• _What you will do_:
**A.** Copy the storm text word for word from "We desperately needed" to "and what happened.".
**B.** Pick up the Coromandel storm post after its final sentence and keep writing.

[BEGIN Source text]

A slight case of Deja Vu

Bloody hell, I've jinxed the weather!  In the last post reviewing 2017,  I showed a photo of an angry sunrise just before a storm last January and said that we "sometimes" get summer storms.  Well, the Coromandel Peninsula and other parts of the country have just copped a real beating from a low pressure storm that has come out of the tropics.

We desperately needed the rain after weeks of hot, dry conditions. We had cracks in the ground on our property that you could put your hand in.  The forecasters were warning that over 100 mm of rain could fall in a 24 hour period, with nor' westerlies above 120 km/hr.  That didn't bother us all that much as our house is protected by a ridge from that wind direction.   Sure enough, we survived just fine and the only remedial work required was picking up small branches from around the property and a small amount of unripe fruit blown off various fruit trees.

However, as the storm moved south, the wind swung towards the west and that's when mayhem struck due to a number of factors coinciding - talk about bad luck!  This is where we live and what happened.

The Coromandel Peninsula, NZ

The Coromandel Peninsula is a major tourist destination, particularly in summer on account of its beautiful beaches, great fishing and its forest parks.  State Highway 25, also known as the Coro Loop; is a mecca for motorcyclists because of its challenging, technical nature.  There are only two ways off the Peninsula and for us, the most direct route is due south to Thames which normally takes a little under an hour.

[END Source text]
[BEGIN Provided data]

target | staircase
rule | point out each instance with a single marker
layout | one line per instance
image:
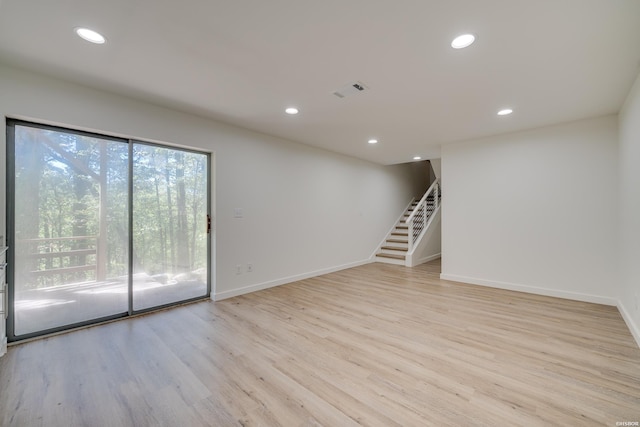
(395, 247)
(410, 228)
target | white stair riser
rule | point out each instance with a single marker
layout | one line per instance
(390, 261)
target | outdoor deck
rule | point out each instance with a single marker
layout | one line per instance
(47, 308)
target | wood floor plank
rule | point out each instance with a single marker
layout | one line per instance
(376, 345)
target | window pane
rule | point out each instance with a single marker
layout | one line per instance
(170, 241)
(71, 228)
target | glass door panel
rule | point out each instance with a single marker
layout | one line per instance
(71, 233)
(170, 235)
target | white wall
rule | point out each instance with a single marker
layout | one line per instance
(629, 210)
(306, 211)
(535, 211)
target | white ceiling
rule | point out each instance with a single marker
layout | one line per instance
(244, 61)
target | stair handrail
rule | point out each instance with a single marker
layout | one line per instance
(424, 199)
(422, 206)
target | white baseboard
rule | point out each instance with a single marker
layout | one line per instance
(633, 327)
(597, 299)
(283, 281)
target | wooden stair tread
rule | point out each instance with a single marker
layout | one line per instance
(394, 248)
(402, 257)
(397, 241)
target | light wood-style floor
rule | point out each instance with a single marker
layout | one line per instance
(377, 345)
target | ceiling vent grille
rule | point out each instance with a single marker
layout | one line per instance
(350, 89)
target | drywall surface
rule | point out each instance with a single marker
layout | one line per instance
(534, 211)
(629, 210)
(306, 211)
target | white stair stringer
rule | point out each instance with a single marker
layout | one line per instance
(415, 238)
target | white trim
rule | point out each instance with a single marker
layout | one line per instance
(273, 283)
(372, 258)
(426, 259)
(633, 328)
(597, 299)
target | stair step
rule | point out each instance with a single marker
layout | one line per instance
(393, 256)
(397, 241)
(394, 248)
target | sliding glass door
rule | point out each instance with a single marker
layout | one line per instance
(101, 227)
(170, 227)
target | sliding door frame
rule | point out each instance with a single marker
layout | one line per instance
(11, 223)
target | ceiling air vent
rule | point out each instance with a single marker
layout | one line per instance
(350, 89)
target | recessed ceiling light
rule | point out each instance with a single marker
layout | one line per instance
(90, 35)
(463, 41)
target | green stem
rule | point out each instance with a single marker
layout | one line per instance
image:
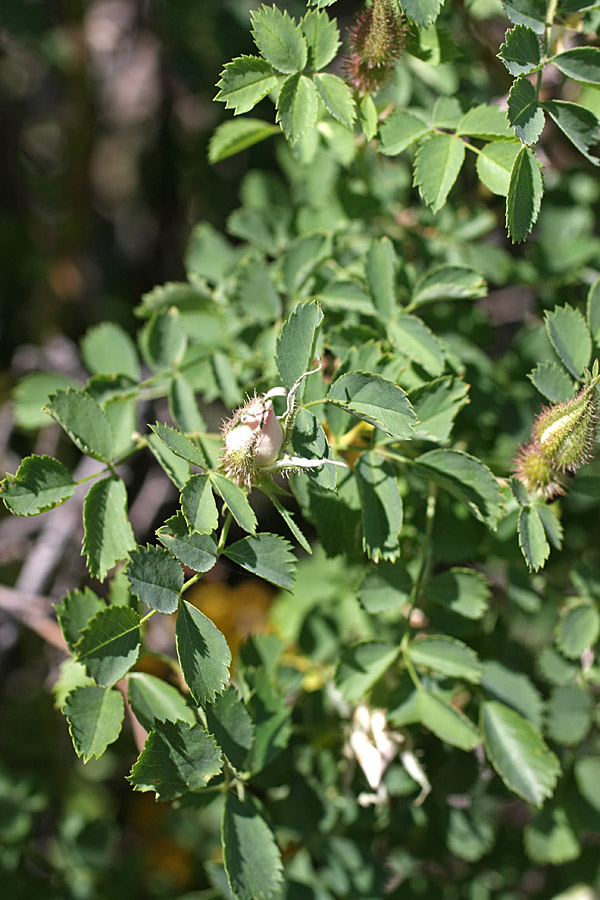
(224, 532)
(425, 556)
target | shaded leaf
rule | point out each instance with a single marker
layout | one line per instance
(84, 421)
(244, 82)
(95, 717)
(297, 106)
(203, 654)
(524, 195)
(438, 161)
(155, 578)
(108, 536)
(154, 700)
(524, 111)
(381, 507)
(360, 666)
(40, 484)
(250, 853)
(176, 758)
(268, 556)
(109, 644)
(518, 753)
(375, 400)
(570, 337)
(232, 137)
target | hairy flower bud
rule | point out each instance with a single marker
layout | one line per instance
(565, 433)
(253, 438)
(562, 440)
(376, 40)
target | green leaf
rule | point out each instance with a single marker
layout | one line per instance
(31, 395)
(552, 524)
(524, 195)
(495, 163)
(232, 137)
(236, 501)
(593, 310)
(250, 853)
(109, 644)
(381, 507)
(244, 82)
(286, 515)
(436, 404)
(196, 551)
(399, 130)
(198, 505)
(552, 381)
(422, 12)
(524, 112)
(229, 721)
(521, 51)
(203, 654)
(375, 400)
(322, 38)
(297, 343)
(527, 12)
(108, 536)
(302, 258)
(40, 484)
(387, 586)
(279, 39)
(309, 441)
(445, 721)
(183, 406)
(470, 834)
(466, 478)
(84, 422)
(518, 753)
(514, 689)
(337, 97)
(179, 444)
(154, 700)
(176, 759)
(414, 339)
(297, 106)
(464, 591)
(448, 282)
(177, 469)
(569, 714)
(570, 337)
(108, 350)
(75, 611)
(587, 776)
(579, 124)
(95, 717)
(163, 340)
(380, 266)
(532, 538)
(549, 839)
(255, 293)
(485, 121)
(209, 255)
(438, 161)
(271, 716)
(555, 668)
(267, 556)
(580, 64)
(578, 630)
(367, 115)
(155, 578)
(360, 666)
(447, 655)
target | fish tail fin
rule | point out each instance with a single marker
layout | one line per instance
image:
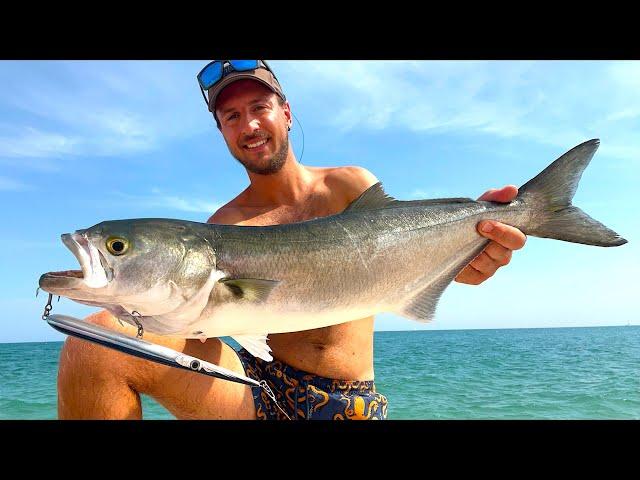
(549, 196)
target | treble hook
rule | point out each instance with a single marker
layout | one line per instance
(140, 328)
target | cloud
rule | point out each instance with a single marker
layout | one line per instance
(552, 103)
(162, 201)
(98, 108)
(11, 185)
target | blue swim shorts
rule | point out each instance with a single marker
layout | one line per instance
(306, 396)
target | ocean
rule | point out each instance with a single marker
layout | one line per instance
(557, 373)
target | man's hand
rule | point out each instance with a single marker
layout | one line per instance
(504, 238)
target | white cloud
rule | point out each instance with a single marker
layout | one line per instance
(163, 201)
(553, 103)
(9, 184)
(99, 107)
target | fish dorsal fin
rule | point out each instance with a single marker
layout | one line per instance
(372, 198)
(251, 289)
(256, 345)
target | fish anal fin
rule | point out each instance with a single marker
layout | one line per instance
(256, 345)
(251, 289)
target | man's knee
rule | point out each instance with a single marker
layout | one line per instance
(90, 383)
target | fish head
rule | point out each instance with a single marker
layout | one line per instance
(149, 259)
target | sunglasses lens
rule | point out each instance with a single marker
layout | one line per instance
(210, 75)
(243, 65)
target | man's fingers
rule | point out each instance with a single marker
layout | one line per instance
(485, 264)
(470, 276)
(500, 255)
(506, 235)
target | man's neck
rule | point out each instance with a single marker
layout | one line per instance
(286, 187)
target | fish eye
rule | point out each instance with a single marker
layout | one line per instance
(117, 245)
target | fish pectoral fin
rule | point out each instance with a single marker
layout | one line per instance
(256, 345)
(252, 289)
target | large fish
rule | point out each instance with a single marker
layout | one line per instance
(380, 254)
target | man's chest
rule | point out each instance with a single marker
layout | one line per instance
(306, 210)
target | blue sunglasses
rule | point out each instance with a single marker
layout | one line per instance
(214, 71)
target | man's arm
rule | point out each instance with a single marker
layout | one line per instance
(504, 240)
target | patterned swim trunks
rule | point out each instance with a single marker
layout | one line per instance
(306, 396)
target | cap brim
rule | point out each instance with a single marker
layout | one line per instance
(233, 77)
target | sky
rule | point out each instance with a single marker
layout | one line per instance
(87, 141)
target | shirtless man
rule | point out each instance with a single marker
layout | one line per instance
(323, 373)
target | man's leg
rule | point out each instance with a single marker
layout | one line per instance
(96, 382)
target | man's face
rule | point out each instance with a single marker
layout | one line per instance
(254, 126)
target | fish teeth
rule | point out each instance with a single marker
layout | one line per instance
(93, 272)
(254, 145)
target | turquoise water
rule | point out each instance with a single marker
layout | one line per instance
(563, 373)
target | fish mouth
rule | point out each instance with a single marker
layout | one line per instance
(95, 271)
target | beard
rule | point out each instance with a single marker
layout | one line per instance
(274, 164)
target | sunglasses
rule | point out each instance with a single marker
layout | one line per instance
(214, 71)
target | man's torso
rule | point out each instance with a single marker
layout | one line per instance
(343, 351)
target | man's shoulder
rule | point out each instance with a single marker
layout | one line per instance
(228, 214)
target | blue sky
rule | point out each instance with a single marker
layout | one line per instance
(86, 141)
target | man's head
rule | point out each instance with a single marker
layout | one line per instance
(253, 116)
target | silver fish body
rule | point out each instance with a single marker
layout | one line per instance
(379, 255)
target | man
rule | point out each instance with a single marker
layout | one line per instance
(322, 373)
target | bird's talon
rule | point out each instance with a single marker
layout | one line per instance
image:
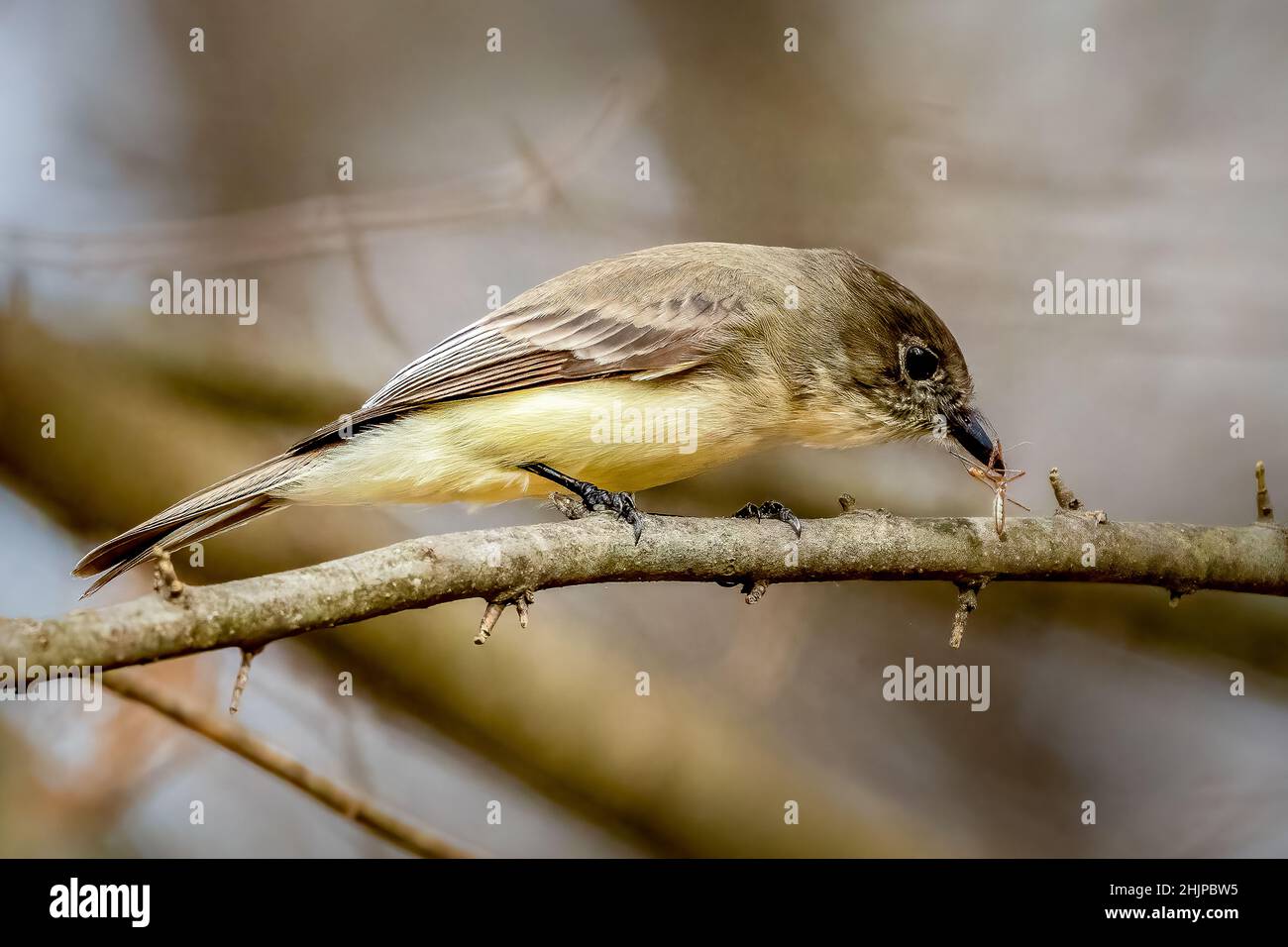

[END Provided data]

• _Solved tasks_:
**A.**
We desperately needed the rain after weeks of hot, dry conditions. We had cracks in the ground on our property that you could put your hand in.  The forecasters were warning that over 100 mm of rain could fall in a 24 hour period, with nor' westerlies above 120 km/hr.  That didn't bother us all that much as our house is protected by a ridge from that wind direction.   Sure enough, we survived just fine and the only remedial work required was picking up small branches from around the property and a small amount of unripe fruit blown off various fruit trees.

However, as the storm moved south, the wind swung towards the west and that's when mayhem struck due to a number of factors coinciding - talk about bad luck!  This is where we live and what happened.

**B.**
Anyway, back to the story.  As the strong wind shifted to the west, it built up a storm surge which hit the eastern coast of the Firth of Thames.  Normally, that wouldn't be a major issue but it happened to coincide with high tide and a king tide at that.  The torrential rain added to the problem with already swollen rivers and streams.  This meant that big waves came over the road, carrying large rocks from the shallows.  The combined action has caused extensive flooding in some small communities and smashed the road to pieces in quite a few places.  At best, the seal has been torn off the compacted base structure and in the worst spots, the base structure has been wiped out too.  Here are a few photos from the local news services and public sources.

The mail must get through!

Boat floating in someone's back yard down the coast

Much of the road is now on the beach

Debris at Te Mata

Tar seal ripped up north of Thames

More seal damage

My heart goes out to the people down the coast who have suffered significant damage to their property.  In terms of economic damage, it's happened in the peak tourist season.  With the road closed for the foreseeable future whilst repairs are being made, businesses on the western side of the Peninsula will be badly affected.  In terms of direct impact on us, it will increase our travel time to get off the Peninsula by a further 1.5 - 2 hours by having to drive round the eastern side of the Peninsula so I guess we'll be minimising travel for a while.  We really haven't got much to complain about though compared with people further down the coast.

As mentioned earlier, the severe damage came about through a number of factors coming into play at the same time.  However, these extreme weather events seem to be increasing world-wide.  Whether it's a temporary phenomenon or a longer term trend remains to be seen but there sure is a cost to them, both in financial and human terms.  Let's hope that the rest of 2018 is a whole lot better for the planet!

20 comments:

  1. Wow, what a storm! I'm glad to hear that you two came through with minimal problems. From the look of the road, maybe it's time to trade the sport bike for a dual-sport model...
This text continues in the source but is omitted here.